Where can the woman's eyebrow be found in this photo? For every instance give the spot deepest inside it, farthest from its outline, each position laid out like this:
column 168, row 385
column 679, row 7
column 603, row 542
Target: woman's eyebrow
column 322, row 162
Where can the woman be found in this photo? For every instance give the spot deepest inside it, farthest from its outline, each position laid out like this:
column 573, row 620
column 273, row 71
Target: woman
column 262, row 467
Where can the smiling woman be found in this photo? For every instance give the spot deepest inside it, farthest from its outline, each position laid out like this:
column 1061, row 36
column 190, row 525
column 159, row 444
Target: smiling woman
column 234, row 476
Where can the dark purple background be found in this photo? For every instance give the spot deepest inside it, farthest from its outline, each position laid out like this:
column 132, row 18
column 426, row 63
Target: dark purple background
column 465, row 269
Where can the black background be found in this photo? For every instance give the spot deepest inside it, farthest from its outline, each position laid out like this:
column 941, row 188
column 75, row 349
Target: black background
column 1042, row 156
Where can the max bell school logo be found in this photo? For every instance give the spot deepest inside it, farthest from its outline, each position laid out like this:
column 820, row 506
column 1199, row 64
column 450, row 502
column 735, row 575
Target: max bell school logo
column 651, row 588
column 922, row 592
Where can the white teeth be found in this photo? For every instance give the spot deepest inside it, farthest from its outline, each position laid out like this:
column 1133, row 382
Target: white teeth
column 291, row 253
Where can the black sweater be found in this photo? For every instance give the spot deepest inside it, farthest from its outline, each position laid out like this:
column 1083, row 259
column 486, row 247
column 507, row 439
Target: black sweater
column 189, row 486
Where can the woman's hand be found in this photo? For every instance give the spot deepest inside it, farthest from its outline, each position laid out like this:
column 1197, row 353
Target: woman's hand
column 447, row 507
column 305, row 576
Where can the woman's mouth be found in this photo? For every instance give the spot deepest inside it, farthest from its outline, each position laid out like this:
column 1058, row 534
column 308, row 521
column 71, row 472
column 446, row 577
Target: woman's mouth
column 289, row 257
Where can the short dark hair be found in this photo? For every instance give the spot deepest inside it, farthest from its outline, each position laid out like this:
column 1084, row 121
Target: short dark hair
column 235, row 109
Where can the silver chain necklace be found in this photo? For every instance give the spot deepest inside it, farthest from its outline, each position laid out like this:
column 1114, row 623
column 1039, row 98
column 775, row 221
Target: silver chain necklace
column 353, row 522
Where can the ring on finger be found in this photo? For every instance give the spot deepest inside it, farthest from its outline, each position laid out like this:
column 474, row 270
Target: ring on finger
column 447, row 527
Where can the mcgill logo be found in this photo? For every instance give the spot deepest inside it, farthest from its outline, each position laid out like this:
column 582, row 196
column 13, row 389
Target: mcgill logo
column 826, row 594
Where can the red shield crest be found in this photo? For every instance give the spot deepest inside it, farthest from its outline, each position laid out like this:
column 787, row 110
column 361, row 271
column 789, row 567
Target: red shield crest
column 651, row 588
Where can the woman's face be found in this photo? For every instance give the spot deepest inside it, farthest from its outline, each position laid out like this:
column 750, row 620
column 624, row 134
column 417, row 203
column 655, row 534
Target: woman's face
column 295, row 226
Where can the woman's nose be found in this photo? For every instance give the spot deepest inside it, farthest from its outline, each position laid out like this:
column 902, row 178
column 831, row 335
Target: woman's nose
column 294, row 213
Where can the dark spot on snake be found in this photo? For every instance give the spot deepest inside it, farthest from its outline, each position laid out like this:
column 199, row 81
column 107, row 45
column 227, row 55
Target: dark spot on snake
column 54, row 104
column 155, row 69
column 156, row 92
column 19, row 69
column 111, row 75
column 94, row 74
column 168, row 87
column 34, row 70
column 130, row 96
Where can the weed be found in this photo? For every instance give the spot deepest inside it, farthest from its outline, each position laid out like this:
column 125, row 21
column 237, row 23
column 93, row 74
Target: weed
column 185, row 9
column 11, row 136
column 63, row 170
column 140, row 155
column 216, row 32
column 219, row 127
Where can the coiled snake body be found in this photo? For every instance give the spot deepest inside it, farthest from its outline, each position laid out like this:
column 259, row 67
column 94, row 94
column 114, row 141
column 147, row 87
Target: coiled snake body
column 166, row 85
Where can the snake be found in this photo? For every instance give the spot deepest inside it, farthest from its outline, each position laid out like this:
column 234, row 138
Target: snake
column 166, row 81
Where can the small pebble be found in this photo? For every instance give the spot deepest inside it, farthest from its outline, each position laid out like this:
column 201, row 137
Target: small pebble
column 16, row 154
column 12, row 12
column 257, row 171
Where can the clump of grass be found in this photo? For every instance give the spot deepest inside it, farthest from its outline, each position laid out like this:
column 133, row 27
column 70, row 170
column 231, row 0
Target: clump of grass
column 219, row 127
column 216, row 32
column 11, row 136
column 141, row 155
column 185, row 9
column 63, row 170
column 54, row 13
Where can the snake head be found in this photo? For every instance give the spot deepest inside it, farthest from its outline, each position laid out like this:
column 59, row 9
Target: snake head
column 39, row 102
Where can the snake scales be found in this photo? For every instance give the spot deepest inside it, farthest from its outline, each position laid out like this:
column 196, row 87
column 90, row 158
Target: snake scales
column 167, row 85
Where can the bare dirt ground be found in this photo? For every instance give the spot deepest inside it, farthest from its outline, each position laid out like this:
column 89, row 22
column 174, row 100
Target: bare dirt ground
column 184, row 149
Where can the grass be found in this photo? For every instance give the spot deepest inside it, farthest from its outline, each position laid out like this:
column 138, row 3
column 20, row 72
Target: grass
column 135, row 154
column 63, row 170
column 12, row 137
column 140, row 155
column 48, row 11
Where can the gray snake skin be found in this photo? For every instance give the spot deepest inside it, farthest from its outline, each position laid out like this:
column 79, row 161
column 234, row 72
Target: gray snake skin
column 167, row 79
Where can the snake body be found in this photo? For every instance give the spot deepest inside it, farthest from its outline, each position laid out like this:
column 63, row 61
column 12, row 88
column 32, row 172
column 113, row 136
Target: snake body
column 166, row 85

□ □ □ □

From the records above, please extract every line and repeat it exactly.

Where can the woman's eyebrow be found in this photo? For every instance give the spot deepest inside it, farthest from its outline, each position laid out like this:
column 168, row 385
column 679, row 7
column 603, row 542
Target: woman's eyebrow
column 322, row 162
Where can the woman be found in this photo? For every instance give the spot deepest inside it, farthest from its outline, each position laid out like this:
column 573, row 620
column 273, row 71
Target: woman
column 262, row 467
Where can the smiling woman be found in this photo? For every instance give the spot deepest inside it, farthest from its outline, each position laid out like this:
column 1061, row 36
column 190, row 525
column 159, row 444
Target: smiling woman
column 234, row 476
Where can the dark purple background be found in this photo? For every instance give the spot deepest inside it, farthest from its outline, each position laid out like this:
column 132, row 18
column 426, row 63
Target: dark purple background
column 465, row 269
Where can the black background be found in this photo? For every instance give the spot deepest inside it, farthest from its outline, each position laid out like this:
column 941, row 188
column 75, row 349
Target: black background
column 1042, row 156
Where can the max bell school logo be found in this photo? For every instance give the spot deepest inside it, farthest from its outline, each position laid out like this:
column 820, row 506
column 1199, row 64
column 450, row 502
column 735, row 575
Target: max bell school logo
column 651, row 588
column 922, row 592
Where can the white teeth be found in this photo? For every instance give the spot deepest inside it, farthest from its outline, each position laid out like this:
column 1133, row 382
Target: white teeth
column 291, row 253
Where can the black sweater be found in this photo? For every instance give the spot deepest inside it, farthest from its outline, each position laid out like this:
column 1083, row 259
column 486, row 247
column 507, row 439
Target: black sweater
column 189, row 486
Where can the woman's hand be found in this photo? For every instance give the spot deepest inside it, farthest from its outline, each position laid out like this:
column 1197, row 353
Target: woman's hand
column 447, row 507
column 305, row 576
Where can the woman's mouth be found in this photo? For every instance give the spot deepest inside it, farthest from its outline, each position laid out like this:
column 1058, row 534
column 308, row 521
column 71, row 472
column 446, row 577
Target: woman's mouth
column 289, row 257
Where can the short dark hair be found in this photo? For every instance give the spot deepest inside it, farthest from its outline, each position laid out like this:
column 1084, row 121
Target: short dark hair
column 235, row 109
Where can the silver chain necklace be found in this photo? For every instance give the spot deepest inside it, farthest from its outline, each position laid out like this:
column 1114, row 623
column 1039, row 98
column 775, row 221
Target: silver chain necklace
column 353, row 522
Where can the ring on finger be found in this photo? For every instance give the spot deepest inside it, farthest from its outline, each position laid out like this:
column 474, row 270
Target: ring on finger
column 447, row 527
Where can the mcgill logo be found in this photo? For every instance give the spot deepest inside it, farthest from its outline, each position laid out like this:
column 582, row 196
column 13, row 389
Target: mcgill logo
column 826, row 594
Where can the red shield crest be found in this photo? For every instance give the spot deepest inside it, farthest from its outline, each position laid out like this:
column 787, row 110
column 361, row 271
column 789, row 567
Target: red shield crest
column 651, row 588
Where can the woman's face be found in this photo? For every instance give the spot deepest inside it, farthest from its outline, each position laid out like this:
column 750, row 620
column 624, row 134
column 417, row 203
column 655, row 534
Target: woman's face
column 295, row 226
Where can the woman's nose be found in this photo? For every instance give the spot deepest inside it, farthest from its outline, each position laid out like this:
column 902, row 178
column 831, row 335
Target: woman's nose
column 294, row 213
Where can the dark spot on snake be found in this photo? For every instance give the spot deepest inside it, farthest from its outline, each position laid out like this:
column 199, row 81
column 107, row 45
column 227, row 55
Target: dark spot on snake
column 54, row 104
column 155, row 69
column 156, row 92
column 19, row 69
column 111, row 75
column 94, row 74
column 168, row 87
column 34, row 70
column 130, row 96
Where can the weed be found in this photo? For every instance give the spot deepest inside it, farthest from its outline, each position laid out like this:
column 125, row 21
column 237, row 23
column 93, row 74
Target: weed
column 185, row 9
column 11, row 136
column 63, row 170
column 140, row 155
column 216, row 32
column 219, row 127
Where can the coiled snake body be found in this photo? For every instance give the spot deepest inside it, farthest from its outline, each position laid out like this:
column 259, row 67
column 94, row 94
column 114, row 141
column 147, row 87
Target: coiled snake body
column 166, row 85
Where can the snake be found in this photo? For every instance give the spot deepest inside it, farthest from its outline, each position laid out like this:
column 234, row 138
Target: snake
column 166, row 81
Where can the small pebble be found in this photo? For every instance give the spot deepest inside it, farthest from its outline, each position laid out like this:
column 201, row 137
Target: small pebble
column 16, row 154
column 12, row 12
column 257, row 171
Where can the clump of grass be found in this photo? For every instance give the spot deepest inside it, farthest from its outline, each position laid out like this:
column 133, row 27
column 70, row 170
column 231, row 0
Target: clump of grass
column 219, row 127
column 216, row 32
column 11, row 136
column 141, row 155
column 185, row 9
column 63, row 170
column 54, row 13
Where can the snake head be found in this photo? For every instance give the spot deepest inside it, farthest from its outline, each position laid out like this:
column 59, row 9
Target: snake head
column 39, row 102
Where can the snake scales be found in this photo? For every instance give the spot deepest inside it, farthest from its outline, each position laid out like this:
column 196, row 87
column 90, row 158
Target: snake scales
column 167, row 85
Where can the bare dirt ground be found in this photo? For every instance give the spot deepest inside it, farthest from its outline, each position laid out like this:
column 89, row 22
column 174, row 100
Target: bare dirt ground
column 184, row 149
Where can the grass be found in this photo? For every instance give the spot deepest inside it, farthest from its outline, each position laid out like this:
column 138, row 3
column 20, row 72
Target: grass
column 135, row 154
column 63, row 170
column 12, row 137
column 140, row 155
column 48, row 11
Where can the gray snake skin be found in this photo? For every instance give the spot deepest inside it, farthest from its outline, each position laid out like this:
column 79, row 161
column 234, row 72
Target: gray snake skin
column 167, row 79
Where can the snake body be found in this photo? For every instance give the spot deepest inside it, farthest from its outline, each position laid out like this:
column 63, row 61
column 12, row 88
column 32, row 172
column 113, row 136
Target: snake body
column 166, row 85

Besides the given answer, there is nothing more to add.